▸ **Document**:
____________________
Whether
it is for supplementing household incomes or remitted as gift or for
investment, money sent home by relatives and friends living abroad has
today become a pivotal aspect of life and national economies in the poor
world.
However, some countries like Tanzania are yet to benefit
meaningfully from the trend, which if optimally exploited could greatly
help address the country’s fiscal and monetary challenges especially the
perennial foreign exchange woes.
Currently the country receives less than US$100 million (215.1bn/-)
compared to countries like neighbouring Kenya, which is one of the few
economies in Sub-Saharan Africa (SSA) receiving over a billion US
dollars annually.
In fact, the whole of the EAC bloc still fares poorly in tapping
diaspora savings. The US$2.7 billion remitted to the region last year
was almost eight times short want Nigerians sent home and accounted for
only 8.2 per cent of the total inflows to SSA.
____________________
▸ **Tasks to complete**:
**a.** Copy the passage on remittances word for word, starting at "However, some countries" and ending at "dollars annually.".
**b.** Answer these questions from the passage on remittances:
(i) How much does Tanzania currently receive?
(ii) Which neighbouring country is one of the few Sub-Saharan economies receiving over a billion US dollars annually?
(iii) What share of total inflows to Sub-Saharan Africa did the money remitted to the EAC region last year account for?
**c.** The opening sentence of the passage on remittances names the purposes for which money is sent home. List them all.

[Labeled area outline entries]
____________________
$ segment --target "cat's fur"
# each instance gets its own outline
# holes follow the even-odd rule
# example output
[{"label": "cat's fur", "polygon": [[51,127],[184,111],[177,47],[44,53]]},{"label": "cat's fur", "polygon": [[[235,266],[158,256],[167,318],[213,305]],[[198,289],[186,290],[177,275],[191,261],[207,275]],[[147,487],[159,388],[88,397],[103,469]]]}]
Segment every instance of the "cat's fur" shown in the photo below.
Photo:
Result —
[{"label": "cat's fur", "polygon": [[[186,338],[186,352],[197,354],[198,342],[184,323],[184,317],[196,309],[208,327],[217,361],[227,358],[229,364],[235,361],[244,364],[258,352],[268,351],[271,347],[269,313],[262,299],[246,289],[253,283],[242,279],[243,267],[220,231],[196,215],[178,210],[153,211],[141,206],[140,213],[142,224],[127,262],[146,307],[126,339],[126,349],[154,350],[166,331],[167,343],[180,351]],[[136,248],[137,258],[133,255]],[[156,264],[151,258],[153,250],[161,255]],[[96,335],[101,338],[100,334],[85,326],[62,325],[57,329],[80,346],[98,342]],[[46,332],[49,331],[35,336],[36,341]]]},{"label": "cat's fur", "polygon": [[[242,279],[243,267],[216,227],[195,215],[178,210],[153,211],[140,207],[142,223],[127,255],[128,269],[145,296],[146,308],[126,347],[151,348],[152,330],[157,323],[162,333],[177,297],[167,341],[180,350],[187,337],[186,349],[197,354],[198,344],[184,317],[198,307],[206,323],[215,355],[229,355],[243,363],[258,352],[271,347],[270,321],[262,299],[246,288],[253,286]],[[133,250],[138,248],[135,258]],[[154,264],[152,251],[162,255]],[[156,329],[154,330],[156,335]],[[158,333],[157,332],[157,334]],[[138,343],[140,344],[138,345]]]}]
____________________
▸ **Exercise solutions**:
**a.**
However, some countries like Tanzania are yet to benefit
meaningfully from the trend, which if optimally exploited could greatly
help address the country’s fiscal and monetary challenges especially the
perennial foreign exchange woes.
Currently the country receives less than US$100 million (215.1bn/-)
compared to countries like neighbouring Kenya, which is one of the few
economies in Sub-Saharan Africa (SSA) receiving over a billion US
dollars annually.

**b.**
(i) Less than US$100 million (215.1bn/-)
(ii) Kenya
(iii) Only 8.2 per cent

**c.**
Supplementing household incomes
Gift
Investment